REQUIRED TASK:
Reproduce every one of the lines below without any change.

DATASET ROWS:
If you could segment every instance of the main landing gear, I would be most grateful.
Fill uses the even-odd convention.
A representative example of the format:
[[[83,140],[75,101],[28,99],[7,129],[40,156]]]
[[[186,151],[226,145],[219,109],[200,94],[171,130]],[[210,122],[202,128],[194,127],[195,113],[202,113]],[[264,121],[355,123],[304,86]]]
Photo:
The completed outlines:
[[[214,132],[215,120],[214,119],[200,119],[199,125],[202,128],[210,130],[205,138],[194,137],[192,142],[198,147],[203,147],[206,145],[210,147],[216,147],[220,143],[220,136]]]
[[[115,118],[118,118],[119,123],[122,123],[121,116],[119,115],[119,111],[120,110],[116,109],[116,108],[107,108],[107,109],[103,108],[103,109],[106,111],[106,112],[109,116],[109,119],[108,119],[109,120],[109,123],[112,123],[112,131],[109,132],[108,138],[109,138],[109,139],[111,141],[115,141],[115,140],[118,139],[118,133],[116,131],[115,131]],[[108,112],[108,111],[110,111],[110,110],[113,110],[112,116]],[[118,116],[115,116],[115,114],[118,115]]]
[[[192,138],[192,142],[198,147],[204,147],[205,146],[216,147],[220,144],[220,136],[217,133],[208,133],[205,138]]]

EXPECTED ANSWER:
If you could segment every instance of the main landing gear, I would be most grateful.
Fill uses the even-odd convention.
A representative example of the format:
[[[83,140],[75,101],[28,99],[7,129],[40,156]]]
[[[186,151],[226,145],[219,109],[200,94],[171,130]],[[210,122],[202,128],[194,127],[195,113],[202,113]],[[264,121],[355,123],[304,86]]]
Photo:
The completed outlines:
[[[214,132],[215,120],[214,119],[200,119],[199,125],[202,128],[210,130],[205,138],[194,137],[192,142],[198,147],[203,147],[206,145],[210,147],[216,147],[220,143],[220,136]]]
[[[115,118],[118,118],[119,123],[122,123],[121,116],[119,115],[119,111],[120,110],[116,109],[116,108],[107,108],[107,109],[103,108],[103,109],[106,111],[106,112],[109,116],[109,119],[108,119],[109,120],[109,123],[112,123],[112,131],[109,132],[108,138],[109,138],[109,139],[111,141],[115,141],[115,140],[118,139],[118,133],[116,131],[115,131]],[[108,112],[108,111],[110,111],[110,110],[113,110],[112,116]],[[118,116],[115,116],[115,114],[118,115]]]
[[[192,138],[192,142],[198,147],[204,147],[205,146],[216,147],[220,144],[220,136],[217,133],[208,133],[205,138]]]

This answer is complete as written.